Exercise objective.
Two lines below mark the span: the one containing "Pick out a point on every instance of the pollarded" and the one containing "Target: pond water". Set down both, plus every line between, exactly as they stand, and nothing else.

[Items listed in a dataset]
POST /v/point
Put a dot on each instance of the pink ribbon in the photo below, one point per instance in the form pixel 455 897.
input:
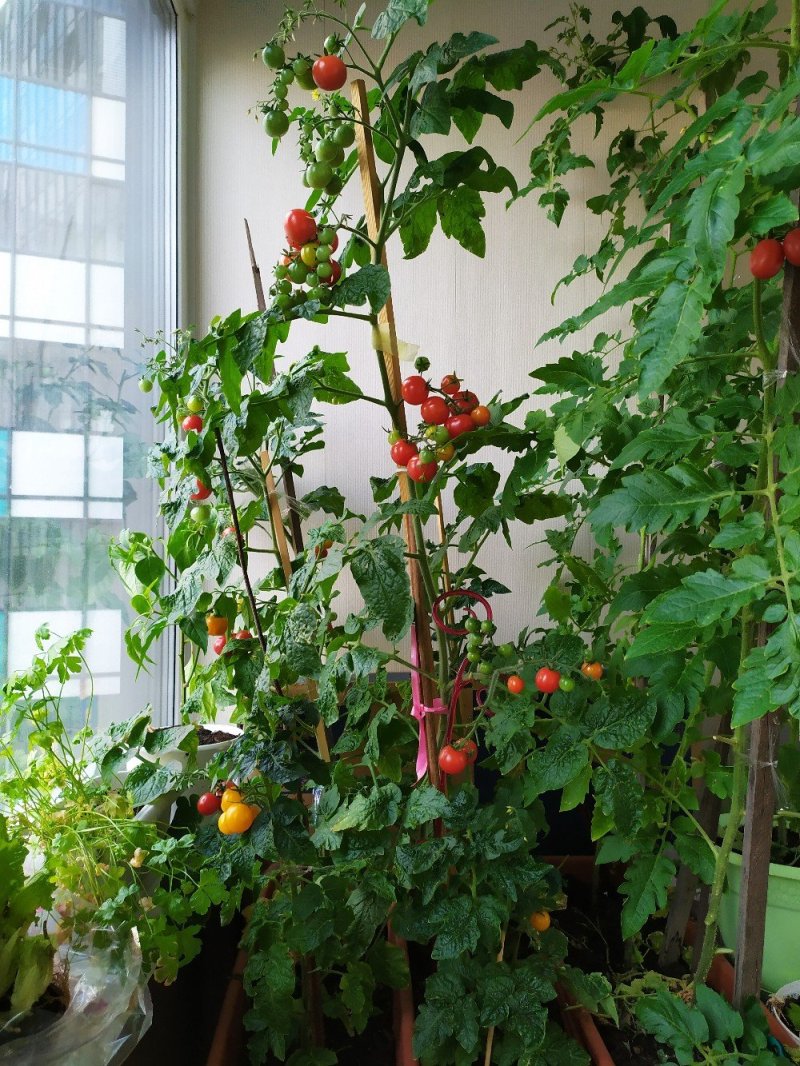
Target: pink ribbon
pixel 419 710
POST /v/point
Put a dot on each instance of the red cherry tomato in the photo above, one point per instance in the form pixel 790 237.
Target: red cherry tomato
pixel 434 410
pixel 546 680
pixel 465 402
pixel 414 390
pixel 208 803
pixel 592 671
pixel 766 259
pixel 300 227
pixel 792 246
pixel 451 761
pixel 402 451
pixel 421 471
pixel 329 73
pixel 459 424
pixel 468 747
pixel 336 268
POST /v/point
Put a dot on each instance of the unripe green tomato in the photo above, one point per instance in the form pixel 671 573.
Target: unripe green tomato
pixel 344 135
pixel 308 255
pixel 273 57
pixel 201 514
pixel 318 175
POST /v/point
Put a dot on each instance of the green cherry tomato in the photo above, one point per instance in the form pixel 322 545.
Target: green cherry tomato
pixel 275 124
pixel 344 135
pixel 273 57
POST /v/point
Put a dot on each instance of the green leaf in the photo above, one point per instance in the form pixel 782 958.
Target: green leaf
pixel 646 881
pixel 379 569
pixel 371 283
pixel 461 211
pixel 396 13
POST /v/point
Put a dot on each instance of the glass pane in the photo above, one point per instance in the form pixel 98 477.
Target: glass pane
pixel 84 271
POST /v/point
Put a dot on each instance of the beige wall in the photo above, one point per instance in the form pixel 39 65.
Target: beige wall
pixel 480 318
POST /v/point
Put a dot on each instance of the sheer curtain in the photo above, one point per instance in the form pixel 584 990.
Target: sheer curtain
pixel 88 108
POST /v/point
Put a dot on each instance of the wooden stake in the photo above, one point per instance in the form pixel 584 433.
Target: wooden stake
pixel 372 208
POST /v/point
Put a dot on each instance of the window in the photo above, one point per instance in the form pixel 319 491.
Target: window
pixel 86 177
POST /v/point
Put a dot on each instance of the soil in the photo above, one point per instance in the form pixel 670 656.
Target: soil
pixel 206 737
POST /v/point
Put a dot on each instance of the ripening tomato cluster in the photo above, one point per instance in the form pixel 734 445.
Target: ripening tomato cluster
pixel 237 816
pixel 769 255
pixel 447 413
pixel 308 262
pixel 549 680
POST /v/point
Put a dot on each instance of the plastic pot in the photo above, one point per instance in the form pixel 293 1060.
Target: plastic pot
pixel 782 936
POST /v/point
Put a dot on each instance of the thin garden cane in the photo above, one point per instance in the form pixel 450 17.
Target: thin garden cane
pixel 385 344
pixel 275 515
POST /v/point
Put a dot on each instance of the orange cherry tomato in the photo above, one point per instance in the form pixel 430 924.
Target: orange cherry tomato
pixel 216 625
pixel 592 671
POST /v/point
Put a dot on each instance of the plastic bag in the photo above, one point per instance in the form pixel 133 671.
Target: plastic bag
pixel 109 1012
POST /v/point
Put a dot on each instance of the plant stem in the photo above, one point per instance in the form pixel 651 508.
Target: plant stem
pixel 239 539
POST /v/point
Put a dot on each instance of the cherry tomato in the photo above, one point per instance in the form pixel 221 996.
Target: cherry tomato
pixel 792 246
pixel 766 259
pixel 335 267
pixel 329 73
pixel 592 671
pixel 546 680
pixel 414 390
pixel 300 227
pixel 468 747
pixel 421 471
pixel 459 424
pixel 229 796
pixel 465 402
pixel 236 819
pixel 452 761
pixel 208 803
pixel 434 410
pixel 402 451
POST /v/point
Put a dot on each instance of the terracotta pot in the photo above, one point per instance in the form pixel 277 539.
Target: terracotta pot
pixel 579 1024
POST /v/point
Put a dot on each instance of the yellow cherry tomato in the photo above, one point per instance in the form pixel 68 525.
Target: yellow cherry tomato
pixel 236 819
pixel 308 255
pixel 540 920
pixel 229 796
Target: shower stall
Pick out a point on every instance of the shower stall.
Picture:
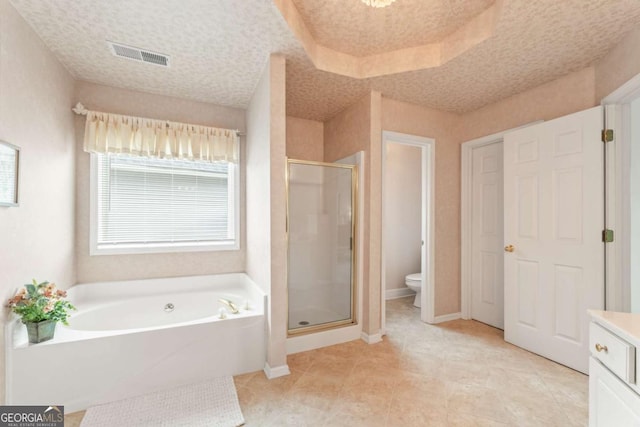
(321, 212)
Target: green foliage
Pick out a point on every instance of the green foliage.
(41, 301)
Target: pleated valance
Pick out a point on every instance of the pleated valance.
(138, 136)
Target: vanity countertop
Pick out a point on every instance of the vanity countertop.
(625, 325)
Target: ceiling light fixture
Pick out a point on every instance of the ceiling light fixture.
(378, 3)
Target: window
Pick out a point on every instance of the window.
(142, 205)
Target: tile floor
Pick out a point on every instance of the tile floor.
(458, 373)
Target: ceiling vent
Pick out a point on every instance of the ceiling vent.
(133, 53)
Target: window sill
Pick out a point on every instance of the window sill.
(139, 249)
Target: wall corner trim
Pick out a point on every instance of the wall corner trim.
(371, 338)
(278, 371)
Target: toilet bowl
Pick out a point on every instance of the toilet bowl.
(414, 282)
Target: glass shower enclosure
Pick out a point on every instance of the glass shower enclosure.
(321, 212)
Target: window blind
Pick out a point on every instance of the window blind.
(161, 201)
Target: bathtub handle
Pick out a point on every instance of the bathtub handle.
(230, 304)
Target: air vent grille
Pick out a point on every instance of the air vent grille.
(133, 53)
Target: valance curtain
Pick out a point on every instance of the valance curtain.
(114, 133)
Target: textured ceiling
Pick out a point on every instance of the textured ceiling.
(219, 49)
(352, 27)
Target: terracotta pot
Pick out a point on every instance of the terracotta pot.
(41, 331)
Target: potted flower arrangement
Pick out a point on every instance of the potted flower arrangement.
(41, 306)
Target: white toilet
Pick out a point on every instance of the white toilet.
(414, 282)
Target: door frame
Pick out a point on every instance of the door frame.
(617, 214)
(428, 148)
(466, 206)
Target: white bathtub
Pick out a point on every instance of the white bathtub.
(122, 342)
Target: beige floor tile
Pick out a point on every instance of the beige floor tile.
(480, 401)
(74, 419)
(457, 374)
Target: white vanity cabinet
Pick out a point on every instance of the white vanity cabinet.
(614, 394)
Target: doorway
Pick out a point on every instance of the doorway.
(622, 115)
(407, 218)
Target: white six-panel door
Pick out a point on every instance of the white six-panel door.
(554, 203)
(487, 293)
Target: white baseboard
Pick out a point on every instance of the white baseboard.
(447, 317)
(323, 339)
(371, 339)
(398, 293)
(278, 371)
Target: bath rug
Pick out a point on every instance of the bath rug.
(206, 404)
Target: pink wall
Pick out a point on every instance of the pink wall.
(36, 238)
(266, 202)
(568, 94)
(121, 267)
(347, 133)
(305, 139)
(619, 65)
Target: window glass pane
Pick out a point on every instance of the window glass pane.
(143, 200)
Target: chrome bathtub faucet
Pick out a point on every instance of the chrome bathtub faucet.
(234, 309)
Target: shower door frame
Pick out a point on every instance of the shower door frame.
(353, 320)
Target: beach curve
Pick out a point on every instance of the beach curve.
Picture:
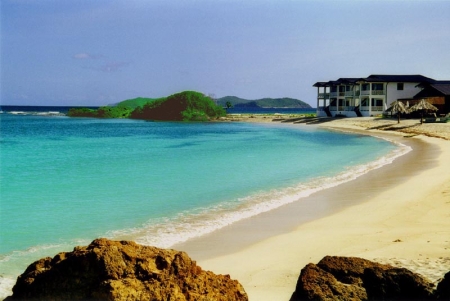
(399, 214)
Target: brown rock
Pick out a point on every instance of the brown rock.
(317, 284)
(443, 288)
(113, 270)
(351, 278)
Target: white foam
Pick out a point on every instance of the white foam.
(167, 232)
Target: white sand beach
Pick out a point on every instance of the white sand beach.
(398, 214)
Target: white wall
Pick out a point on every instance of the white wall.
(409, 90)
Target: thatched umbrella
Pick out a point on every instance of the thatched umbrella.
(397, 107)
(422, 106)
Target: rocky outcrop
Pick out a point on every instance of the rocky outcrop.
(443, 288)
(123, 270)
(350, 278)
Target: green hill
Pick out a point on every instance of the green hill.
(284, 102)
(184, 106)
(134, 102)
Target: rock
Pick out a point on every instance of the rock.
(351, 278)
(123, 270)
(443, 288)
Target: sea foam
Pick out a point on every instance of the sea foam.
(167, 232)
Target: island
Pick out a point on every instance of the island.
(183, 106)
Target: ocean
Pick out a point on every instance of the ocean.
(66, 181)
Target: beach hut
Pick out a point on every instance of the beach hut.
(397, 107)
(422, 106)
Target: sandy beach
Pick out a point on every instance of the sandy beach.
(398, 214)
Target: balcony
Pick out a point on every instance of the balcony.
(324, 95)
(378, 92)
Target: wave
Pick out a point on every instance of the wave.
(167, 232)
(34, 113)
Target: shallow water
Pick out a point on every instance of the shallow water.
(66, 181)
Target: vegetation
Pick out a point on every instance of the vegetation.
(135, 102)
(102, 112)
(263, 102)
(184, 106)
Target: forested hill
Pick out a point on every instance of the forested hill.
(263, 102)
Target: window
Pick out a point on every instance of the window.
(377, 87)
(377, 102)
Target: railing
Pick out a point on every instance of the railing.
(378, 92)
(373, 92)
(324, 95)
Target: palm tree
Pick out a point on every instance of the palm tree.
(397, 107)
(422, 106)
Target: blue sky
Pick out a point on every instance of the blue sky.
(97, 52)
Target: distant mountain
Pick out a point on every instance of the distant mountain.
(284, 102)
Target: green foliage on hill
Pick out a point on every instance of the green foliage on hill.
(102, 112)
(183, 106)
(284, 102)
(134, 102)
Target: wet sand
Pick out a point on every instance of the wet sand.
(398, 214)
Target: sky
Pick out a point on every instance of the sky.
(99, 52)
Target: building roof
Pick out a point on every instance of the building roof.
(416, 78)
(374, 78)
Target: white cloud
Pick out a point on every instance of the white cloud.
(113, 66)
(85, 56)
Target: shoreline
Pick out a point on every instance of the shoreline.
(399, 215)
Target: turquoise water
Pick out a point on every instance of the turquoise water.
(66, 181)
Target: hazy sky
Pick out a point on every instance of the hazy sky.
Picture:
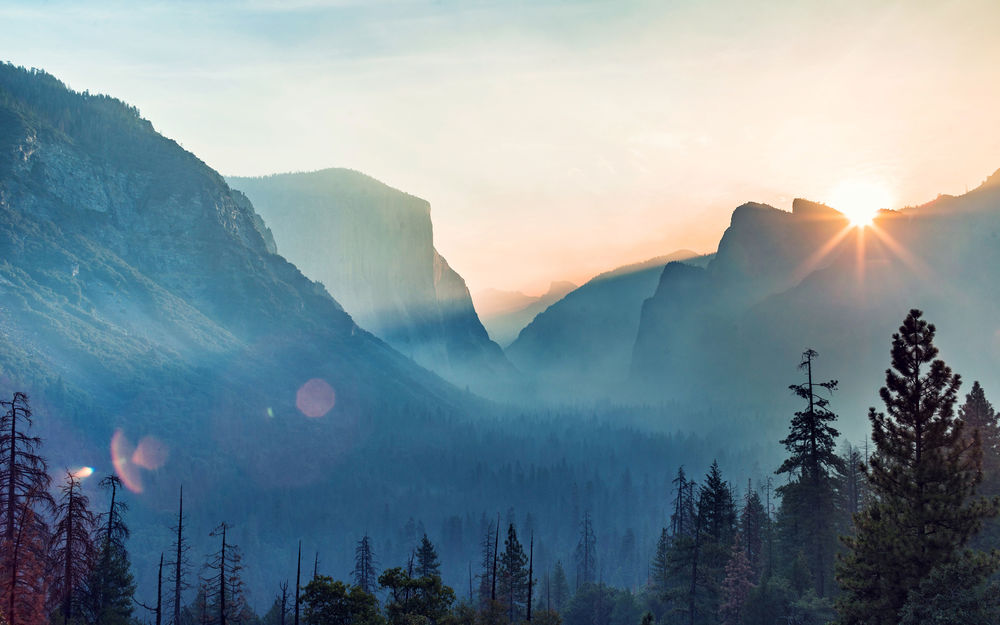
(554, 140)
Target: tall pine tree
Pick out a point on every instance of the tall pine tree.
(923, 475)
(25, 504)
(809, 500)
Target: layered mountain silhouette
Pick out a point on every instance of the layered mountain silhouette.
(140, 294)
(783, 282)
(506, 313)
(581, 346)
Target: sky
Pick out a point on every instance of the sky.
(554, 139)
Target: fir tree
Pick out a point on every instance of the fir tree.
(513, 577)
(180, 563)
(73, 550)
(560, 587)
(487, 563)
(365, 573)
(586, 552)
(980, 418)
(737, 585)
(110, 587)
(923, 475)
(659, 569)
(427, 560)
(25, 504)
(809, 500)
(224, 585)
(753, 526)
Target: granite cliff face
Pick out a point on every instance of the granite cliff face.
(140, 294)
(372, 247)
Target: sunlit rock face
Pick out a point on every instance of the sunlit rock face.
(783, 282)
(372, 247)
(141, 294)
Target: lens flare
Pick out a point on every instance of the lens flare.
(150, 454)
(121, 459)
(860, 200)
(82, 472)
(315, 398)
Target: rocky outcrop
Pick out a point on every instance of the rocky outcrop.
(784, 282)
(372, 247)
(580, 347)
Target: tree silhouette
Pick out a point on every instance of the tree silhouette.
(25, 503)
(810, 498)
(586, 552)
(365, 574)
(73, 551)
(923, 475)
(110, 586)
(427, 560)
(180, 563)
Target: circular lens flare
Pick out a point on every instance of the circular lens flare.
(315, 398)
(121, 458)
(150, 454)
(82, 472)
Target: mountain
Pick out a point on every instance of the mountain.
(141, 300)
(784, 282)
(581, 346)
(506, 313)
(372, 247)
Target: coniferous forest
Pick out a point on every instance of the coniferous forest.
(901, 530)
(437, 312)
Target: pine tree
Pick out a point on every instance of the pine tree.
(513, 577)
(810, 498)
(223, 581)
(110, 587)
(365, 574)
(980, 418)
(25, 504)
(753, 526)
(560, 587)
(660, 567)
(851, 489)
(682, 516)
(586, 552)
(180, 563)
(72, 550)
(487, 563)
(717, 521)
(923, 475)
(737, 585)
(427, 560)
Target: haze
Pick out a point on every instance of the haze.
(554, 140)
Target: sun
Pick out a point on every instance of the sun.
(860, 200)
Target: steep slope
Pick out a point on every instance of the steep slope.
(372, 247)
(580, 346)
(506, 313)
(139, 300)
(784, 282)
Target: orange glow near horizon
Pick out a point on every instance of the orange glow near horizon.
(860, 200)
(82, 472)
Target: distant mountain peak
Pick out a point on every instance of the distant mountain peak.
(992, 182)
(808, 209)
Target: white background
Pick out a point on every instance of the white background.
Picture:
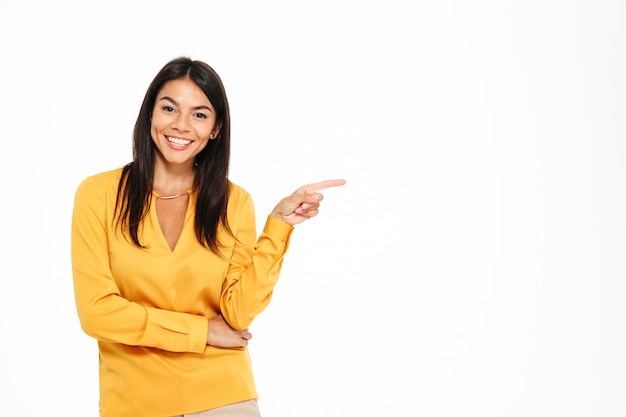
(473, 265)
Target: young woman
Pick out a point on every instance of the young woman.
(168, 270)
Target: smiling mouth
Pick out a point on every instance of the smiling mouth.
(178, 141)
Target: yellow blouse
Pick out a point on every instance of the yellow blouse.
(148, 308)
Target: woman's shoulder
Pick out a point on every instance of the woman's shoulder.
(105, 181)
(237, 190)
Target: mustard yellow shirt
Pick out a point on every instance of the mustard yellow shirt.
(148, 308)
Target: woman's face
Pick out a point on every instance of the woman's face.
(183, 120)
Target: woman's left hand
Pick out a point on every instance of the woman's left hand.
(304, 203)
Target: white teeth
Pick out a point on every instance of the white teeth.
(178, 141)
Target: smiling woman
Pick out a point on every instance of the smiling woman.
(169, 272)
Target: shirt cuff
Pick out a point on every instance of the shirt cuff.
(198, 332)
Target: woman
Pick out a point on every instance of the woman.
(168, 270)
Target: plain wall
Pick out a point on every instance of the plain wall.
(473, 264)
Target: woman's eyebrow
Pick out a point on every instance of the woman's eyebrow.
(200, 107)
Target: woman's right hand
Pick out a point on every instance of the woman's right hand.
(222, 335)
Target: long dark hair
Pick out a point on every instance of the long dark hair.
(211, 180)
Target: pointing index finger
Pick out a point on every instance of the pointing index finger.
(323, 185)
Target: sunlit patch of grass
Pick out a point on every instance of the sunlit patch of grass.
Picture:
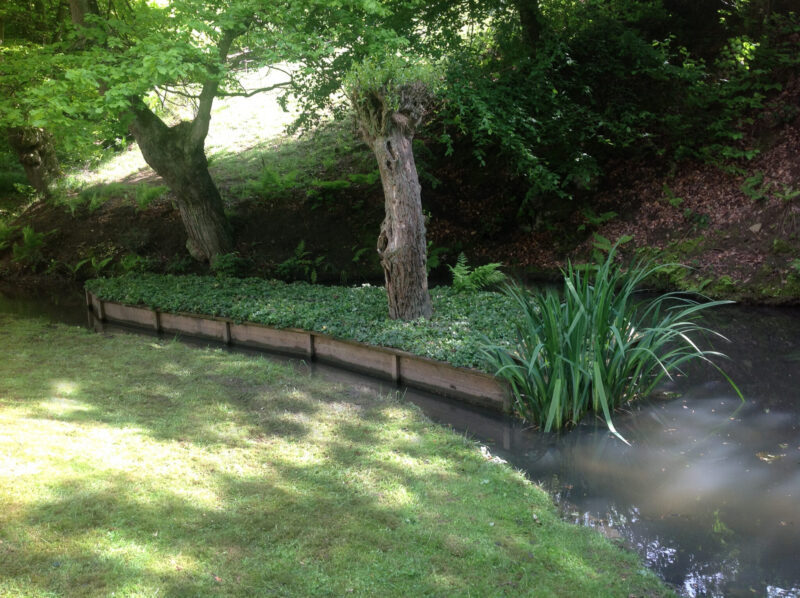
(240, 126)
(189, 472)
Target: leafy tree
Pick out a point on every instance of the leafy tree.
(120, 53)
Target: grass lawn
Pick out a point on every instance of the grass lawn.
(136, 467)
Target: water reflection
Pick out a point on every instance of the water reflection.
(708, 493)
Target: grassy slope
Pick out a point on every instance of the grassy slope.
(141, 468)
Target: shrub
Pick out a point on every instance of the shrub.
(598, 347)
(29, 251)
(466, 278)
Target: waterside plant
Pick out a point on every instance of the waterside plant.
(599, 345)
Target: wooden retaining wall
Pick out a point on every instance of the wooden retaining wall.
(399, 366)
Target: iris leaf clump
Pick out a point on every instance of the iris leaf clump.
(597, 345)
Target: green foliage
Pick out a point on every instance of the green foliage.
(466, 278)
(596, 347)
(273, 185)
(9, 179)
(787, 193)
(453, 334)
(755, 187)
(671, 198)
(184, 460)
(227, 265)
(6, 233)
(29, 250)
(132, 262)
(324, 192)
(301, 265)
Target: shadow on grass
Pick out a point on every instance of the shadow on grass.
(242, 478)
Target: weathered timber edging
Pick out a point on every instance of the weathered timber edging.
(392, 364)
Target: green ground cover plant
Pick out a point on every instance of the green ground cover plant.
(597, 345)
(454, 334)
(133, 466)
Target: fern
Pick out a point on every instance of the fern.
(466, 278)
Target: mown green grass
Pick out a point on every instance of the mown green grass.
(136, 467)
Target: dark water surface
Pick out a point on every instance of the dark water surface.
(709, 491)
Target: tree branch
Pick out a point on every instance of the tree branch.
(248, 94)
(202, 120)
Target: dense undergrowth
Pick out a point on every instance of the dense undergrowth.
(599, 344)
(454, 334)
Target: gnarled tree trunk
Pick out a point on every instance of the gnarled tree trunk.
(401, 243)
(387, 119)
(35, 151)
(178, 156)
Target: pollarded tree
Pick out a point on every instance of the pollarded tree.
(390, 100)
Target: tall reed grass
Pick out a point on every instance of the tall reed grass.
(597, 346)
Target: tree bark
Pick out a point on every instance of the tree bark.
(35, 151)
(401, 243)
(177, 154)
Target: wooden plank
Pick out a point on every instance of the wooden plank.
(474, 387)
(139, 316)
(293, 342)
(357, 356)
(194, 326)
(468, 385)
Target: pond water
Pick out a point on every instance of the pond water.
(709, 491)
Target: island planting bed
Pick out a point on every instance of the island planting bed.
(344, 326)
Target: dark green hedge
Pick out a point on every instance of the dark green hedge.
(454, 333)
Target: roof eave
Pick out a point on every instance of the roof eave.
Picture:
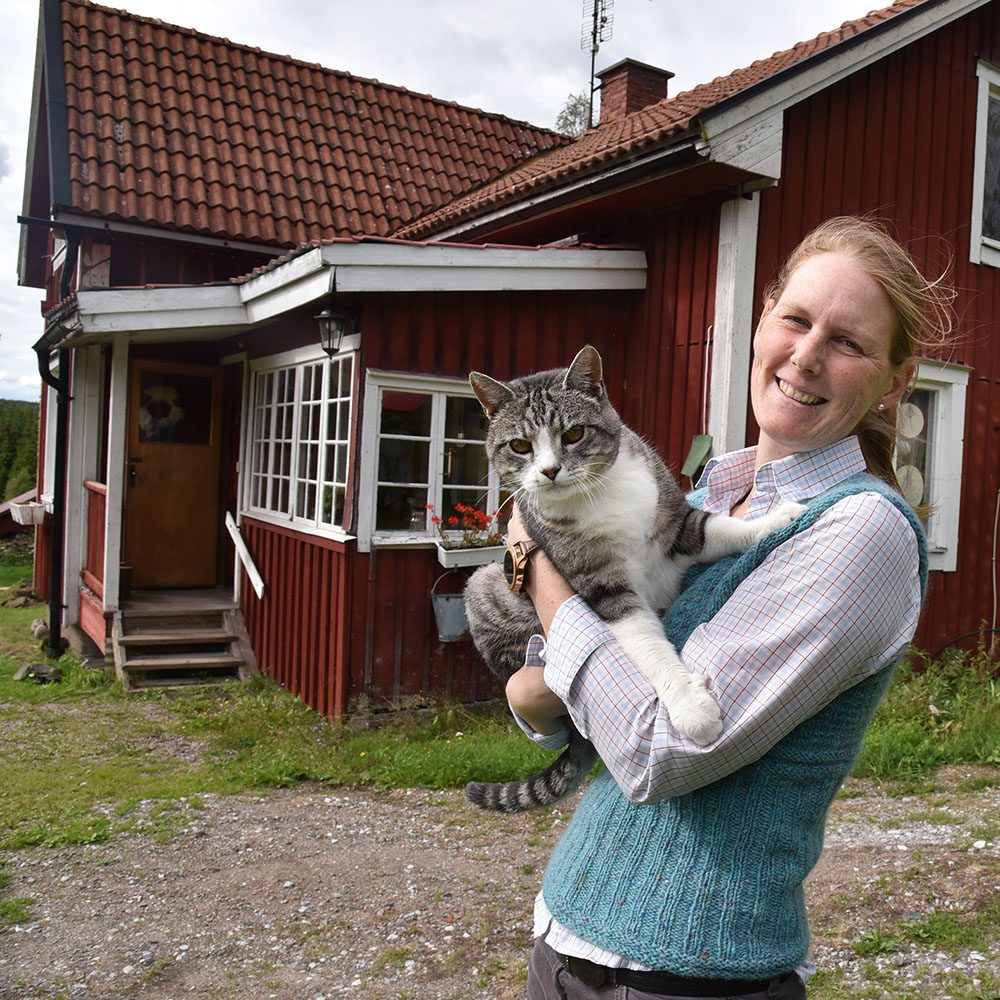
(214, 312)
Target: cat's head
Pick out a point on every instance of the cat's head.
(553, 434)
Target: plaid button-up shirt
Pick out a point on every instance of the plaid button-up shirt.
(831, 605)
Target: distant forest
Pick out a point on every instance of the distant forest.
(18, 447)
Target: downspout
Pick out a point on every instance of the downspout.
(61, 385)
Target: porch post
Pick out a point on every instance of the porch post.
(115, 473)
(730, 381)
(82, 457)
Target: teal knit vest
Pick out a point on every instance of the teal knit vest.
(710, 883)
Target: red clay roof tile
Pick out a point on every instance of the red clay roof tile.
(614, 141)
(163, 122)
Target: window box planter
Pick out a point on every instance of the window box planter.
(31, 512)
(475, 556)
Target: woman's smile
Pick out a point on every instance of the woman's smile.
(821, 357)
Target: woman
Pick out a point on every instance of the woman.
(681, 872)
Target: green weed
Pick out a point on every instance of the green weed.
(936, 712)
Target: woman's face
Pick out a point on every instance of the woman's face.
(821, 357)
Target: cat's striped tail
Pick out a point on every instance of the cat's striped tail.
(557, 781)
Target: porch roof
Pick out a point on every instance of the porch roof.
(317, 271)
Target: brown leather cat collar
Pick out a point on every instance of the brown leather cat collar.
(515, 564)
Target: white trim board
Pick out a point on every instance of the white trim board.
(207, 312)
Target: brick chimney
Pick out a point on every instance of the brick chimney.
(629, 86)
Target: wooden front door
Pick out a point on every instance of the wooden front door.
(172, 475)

Output of the exercise.
Pick out a point on every instance of the pollarded tree.
(390, 100)
Target: tall reed grass
Pick out a point on every instance of the tall reed grass.
(597, 346)
Target: tree bark
Pick out a point on every instance of the tree bark.
(35, 151)
(401, 243)
(177, 154)
Target: wooden plank
Pick out a point on every instance of the wooden plank.
(474, 387)
(139, 316)
(293, 342)
(357, 356)
(194, 326)
(468, 385)
Target: pond water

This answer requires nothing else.